# SUPPLIED ENTRIES start
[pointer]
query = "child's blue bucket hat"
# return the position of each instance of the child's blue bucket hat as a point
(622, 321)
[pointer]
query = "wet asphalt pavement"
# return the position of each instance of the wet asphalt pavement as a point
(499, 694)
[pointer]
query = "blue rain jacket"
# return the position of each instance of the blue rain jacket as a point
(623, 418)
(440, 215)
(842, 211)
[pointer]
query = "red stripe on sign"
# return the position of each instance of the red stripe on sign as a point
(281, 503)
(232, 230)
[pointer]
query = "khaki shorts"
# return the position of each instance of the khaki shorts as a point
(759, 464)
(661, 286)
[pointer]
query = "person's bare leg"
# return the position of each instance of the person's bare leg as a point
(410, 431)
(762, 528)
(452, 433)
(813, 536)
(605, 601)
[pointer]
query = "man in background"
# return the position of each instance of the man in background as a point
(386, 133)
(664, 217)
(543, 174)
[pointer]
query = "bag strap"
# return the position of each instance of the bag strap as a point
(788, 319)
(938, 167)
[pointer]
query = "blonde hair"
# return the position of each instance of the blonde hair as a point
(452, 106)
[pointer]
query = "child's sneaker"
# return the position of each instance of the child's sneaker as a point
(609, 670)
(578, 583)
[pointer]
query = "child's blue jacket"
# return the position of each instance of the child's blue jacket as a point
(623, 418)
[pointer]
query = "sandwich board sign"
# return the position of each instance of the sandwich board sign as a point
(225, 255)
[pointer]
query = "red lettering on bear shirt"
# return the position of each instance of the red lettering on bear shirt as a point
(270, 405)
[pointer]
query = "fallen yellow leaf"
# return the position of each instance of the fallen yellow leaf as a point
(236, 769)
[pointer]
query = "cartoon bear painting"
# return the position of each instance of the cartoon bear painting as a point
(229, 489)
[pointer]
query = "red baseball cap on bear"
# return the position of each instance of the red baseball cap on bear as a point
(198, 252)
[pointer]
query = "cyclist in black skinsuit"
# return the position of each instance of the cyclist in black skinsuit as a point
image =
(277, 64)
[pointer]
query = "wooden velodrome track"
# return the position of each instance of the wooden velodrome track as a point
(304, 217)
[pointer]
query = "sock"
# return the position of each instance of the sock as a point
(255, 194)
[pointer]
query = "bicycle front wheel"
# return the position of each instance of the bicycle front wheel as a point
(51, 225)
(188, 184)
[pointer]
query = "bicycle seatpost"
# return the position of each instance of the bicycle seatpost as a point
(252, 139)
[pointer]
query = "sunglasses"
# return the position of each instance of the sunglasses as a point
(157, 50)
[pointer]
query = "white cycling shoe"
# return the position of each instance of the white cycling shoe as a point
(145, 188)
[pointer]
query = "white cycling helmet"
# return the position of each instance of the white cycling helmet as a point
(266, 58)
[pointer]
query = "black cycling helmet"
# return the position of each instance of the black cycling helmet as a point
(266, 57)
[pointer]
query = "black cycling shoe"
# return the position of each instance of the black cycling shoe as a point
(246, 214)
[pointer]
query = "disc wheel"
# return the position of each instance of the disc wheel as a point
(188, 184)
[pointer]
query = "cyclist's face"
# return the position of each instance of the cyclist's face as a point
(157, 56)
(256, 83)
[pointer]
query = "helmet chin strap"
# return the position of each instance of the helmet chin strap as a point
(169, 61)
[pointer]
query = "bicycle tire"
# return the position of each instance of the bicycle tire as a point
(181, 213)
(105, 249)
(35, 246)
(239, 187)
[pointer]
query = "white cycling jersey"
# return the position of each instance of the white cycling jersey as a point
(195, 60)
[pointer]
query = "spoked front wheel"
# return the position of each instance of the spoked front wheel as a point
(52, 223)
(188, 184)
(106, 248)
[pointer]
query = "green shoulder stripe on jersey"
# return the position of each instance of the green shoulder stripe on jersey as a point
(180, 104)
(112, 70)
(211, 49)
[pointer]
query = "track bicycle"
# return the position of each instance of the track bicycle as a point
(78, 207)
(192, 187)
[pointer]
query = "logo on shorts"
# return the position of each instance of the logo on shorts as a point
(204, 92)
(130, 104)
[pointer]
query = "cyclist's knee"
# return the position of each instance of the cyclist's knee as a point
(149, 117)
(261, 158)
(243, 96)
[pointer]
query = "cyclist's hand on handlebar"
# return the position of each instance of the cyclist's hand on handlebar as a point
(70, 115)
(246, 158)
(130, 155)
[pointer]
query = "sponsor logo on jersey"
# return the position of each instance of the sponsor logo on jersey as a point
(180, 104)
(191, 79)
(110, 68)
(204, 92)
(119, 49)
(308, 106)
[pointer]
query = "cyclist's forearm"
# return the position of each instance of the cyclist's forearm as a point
# SUPPLIED ENTRIES end
▸ **WORK REQUIRED**: Return all of the above records exactly, leaving no line out.

▸ **REPLY**:
[pointer]
query = "child's blue bucket hat"
# return the position of each instance of the child's blue bucket hat as a point
(622, 321)
[pointer]
query = "wet asphalt pavement"
# return the position of each instance of the wet asphalt pavement as a point
(499, 694)
[pointer]
query = "blue rain jacket"
# return the position of each instance of the blue rain jacket as a point
(623, 418)
(440, 215)
(842, 211)
[pointer]
query = "red stripe on sign"
# return the position of each instance of the red stripe on sign as a point
(281, 503)
(232, 230)
[pointer]
query = "khaki shorts"
# return the position of each instance of the khaki shorts as a point
(759, 464)
(661, 286)
[pointer]
query = "person's bare leg"
# return the position of each instance of the person's bare leg as a point
(410, 431)
(762, 528)
(452, 433)
(813, 536)
(605, 601)
[pointer]
query = "man in background"
# return the position of each instance of the man in background as a point
(386, 133)
(664, 217)
(543, 174)
[pointer]
query = "bag strap"
# return the position of each instance of the bag strap as a point
(788, 319)
(938, 167)
[pointer]
query = "blonde hair"
# return the position of each instance of the blonde hair as a point
(452, 106)
[pointer]
query = "child's sneaker"
# return the position of each instance of the child's sneaker as a point
(609, 670)
(578, 583)
[pointer]
query = "child's blue jacket"
# return the position of each instance of the child's blue jacket as a point
(623, 418)
[pointer]
query = "sandwich board sign"
# return the position of each instance of the sandwich board sign as a point
(225, 255)
[pointer]
query = "red lettering on bear shirt"
# return the position of each instance of the red lettering on bear shirt as a point
(270, 405)
[pointer]
query = "fallen yellow leaf"
# return the position of each instance of the fallen yellow leaf as a point
(236, 769)
[pointer]
query = "cartoon bear painting"
# return the position of each instance of the cartoon bear painting as a point
(229, 489)
[pointer]
query = "red baseball cap on bear"
# return the position of each instance of the red baseball cap on bear as a point
(198, 252)
[pointer]
query = "cyclist in black skinsuit"
# return the position of each instance of the cyclist in black skinsuit as a point
image =
(277, 64)
[pointer]
query = "wooden velodrome track"
# return the position of each instance of the wooden velodrome track as a point
(304, 217)
[pointer]
query = "sock"
# return the position of each instance of the sock as a point
(255, 194)
[pointer]
query = "bicycle front wheel"
# return the position of each instance of the bicycle front wheel as a point
(51, 225)
(188, 184)
[pointer]
query = "bicycle seatpost"
# return the position of each instance of the bicycle seatpost as a point
(252, 139)
[pointer]
query = "sunglasses"
# return the position of each instance of the sunglasses as a point
(157, 50)
[pointer]
query = "white cycling shoe"
# return the position of each instance of the white cycling shoe as a point
(145, 188)
[pointer]
query = "white cycling helmet"
# return the position of each instance of the white cycling helmet as a point
(266, 58)
[pointer]
query = "black cycling helmet"
# return the position of each instance of the black cycling helmet as a point
(266, 57)
[pointer]
query = "black cycling shoe"
# return the position of each instance of the black cycling shoe as a point
(246, 214)
[pointer]
query = "disc wheel"
# return the position of each instance of the disc wheel as a point
(188, 184)
[pointer]
query = "cyclist's face"
# return the position of each instance of the cyclist's face as a point
(157, 56)
(256, 83)
[pointer]
query = "helmet chin strap"
# return the position of each instance of the helmet chin strap as a point
(169, 61)
[pointer]
query = "bicycle tire"
# return the position of each instance of the bicycle tire as a point
(181, 213)
(105, 249)
(35, 246)
(239, 187)
[pointer]
query = "white cycling jersey"
# return the position of each instance of the white cycling jersey as a point
(195, 60)
[pointer]
query = "spoked front wheel"
# return the position of each instance of the spoked front wheel as a point
(52, 223)
(188, 184)
(106, 248)
[pointer]
query = "green shoulder stripe on jersey"
# return the position of each instance of the green shoulder stripe on jersey as a point
(180, 104)
(112, 70)
(211, 49)
[pointer]
query = "track bicycle"
# return the position of each instance of the track bicycle as a point
(78, 207)
(192, 187)
[pointer]
query = "logo on shorts"
# return the position of each instance of the logo on shorts as a point
(204, 92)
(130, 104)
[pointer]
query = "cyclist's knee"
# return the position of each instance of the cyclist's knee as a point
(149, 117)
(261, 158)
(243, 96)
[pointer]
query = "cyclist's hand on handlebar"
# return the position of each instance of the cyclist's hand on handlebar as a point
(70, 115)
(246, 158)
(130, 155)
[pointer]
query = "sponsor logo on jersey"
# return the position of each instance of the sponsor logo on jersey as a point
(180, 104)
(191, 79)
(110, 68)
(204, 92)
(119, 49)
(308, 106)
[pointer]
query = "cyclist's forearm"
# return the position of each instance of the cyclist's forearm as a point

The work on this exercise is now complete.